Extracted data entries:
════════
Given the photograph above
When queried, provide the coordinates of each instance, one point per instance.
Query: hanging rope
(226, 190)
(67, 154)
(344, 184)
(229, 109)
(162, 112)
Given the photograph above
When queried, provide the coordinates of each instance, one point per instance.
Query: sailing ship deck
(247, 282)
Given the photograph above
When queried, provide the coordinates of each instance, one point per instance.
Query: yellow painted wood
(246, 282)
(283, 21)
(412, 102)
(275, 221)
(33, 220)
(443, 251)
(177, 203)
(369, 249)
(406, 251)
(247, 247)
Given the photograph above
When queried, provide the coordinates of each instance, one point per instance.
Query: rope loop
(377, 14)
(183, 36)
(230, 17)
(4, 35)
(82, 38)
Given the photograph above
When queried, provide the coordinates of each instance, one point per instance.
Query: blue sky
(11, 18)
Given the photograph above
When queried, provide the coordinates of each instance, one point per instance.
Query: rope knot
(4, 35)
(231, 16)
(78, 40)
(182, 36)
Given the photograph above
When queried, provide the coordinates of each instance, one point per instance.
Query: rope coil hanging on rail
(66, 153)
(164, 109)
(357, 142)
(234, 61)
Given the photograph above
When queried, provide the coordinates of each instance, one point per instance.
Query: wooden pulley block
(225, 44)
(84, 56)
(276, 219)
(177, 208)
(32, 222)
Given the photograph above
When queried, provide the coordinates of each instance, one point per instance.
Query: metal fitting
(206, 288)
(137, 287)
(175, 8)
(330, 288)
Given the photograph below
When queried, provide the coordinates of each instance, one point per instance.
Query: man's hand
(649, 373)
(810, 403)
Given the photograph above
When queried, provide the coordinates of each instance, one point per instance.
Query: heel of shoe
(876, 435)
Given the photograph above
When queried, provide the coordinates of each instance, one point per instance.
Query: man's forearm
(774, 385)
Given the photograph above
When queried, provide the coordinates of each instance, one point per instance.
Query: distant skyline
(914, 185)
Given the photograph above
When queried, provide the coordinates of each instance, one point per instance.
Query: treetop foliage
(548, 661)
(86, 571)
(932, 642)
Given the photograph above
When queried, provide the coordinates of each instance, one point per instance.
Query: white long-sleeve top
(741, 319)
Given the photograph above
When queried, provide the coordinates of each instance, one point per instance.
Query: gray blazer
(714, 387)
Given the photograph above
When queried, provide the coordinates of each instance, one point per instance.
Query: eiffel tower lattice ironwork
════════
Work task:
Each entry must be retyped exactly as it was written above.

Answer space:
Given the photograph above
When queried, provide the coordinates of each instance, one point per instance.
Query: hanging rope
(226, 190)
(67, 154)
(344, 184)
(229, 109)
(162, 112)
Given the photograph above
When queried, provide the coordinates of each instance, one point per instance.
Query: sailing ship deck
(247, 282)
Given the photograph above
When queried, provide the coordinates of each instance, one point per instance.
Query: yellow painted wood
(246, 282)
(283, 21)
(412, 102)
(275, 221)
(33, 220)
(443, 251)
(177, 203)
(369, 249)
(406, 251)
(247, 247)
Given the photograph above
When queried, provide the coordinates of each instance, one point per instance.
Query: rope loop
(377, 14)
(183, 36)
(230, 17)
(4, 35)
(82, 38)
Given the photograph above
When queried, provide the coordinates of each instance, one point per instance.
Query: blue sky
(11, 18)
Given the photograph above
When queried, provide the coordinates of each instance, one point per instance.
Query: rope knot
(4, 35)
(231, 16)
(78, 40)
(182, 36)
Given the photograph above
When queried, provide the coordinates of each instance, one point per instance.
Query: rope coil hanging on rail
(66, 153)
(164, 109)
(357, 142)
(234, 61)
Given the photograph above
When queried, provide the coordinates of each instance, one point per instance.
Query: wooden pulley block
(225, 44)
(84, 56)
(276, 219)
(177, 208)
(32, 222)
Given the photograph above
When queried, provide the coordinates of each instance, one point per instance.
Query: metal fitting
(206, 288)
(137, 287)
(175, 8)
(330, 288)
Given the photograph below
When queried, provide the coordinates of each instance, one point per instance.
Query: man's hand
(649, 373)
(810, 403)
Given the photograph above
When queried, provide the coordinates of each instance, one point per instance.
Query: heel of shoe
(876, 435)
Given the photograph above
When queried, provide the coordinates of each instance, one point per instance.
Query: man's forearm
(774, 385)
Given the photograph above
When queried, provide the coordinates of each instance, one point per instance.
Query: distant skyline
(914, 185)
Given the photograph above
When queried, provide the coordinates of each instance, one point per instance.
Query: treetop foliage
(548, 661)
(86, 571)
(932, 642)
Given the photograph above
When queried, provide the coordinates of each instance, one point per instance.
Query: white long-sleeve top
(741, 319)
Given the photograph above
When queried, provide the coordinates of each instance, one point per instance.
Query: gray blazer
(714, 387)
Given the photograph above
When queried, provide the coordinates of each instance, one point per instance.
Query: eiffel tower lattice ironwork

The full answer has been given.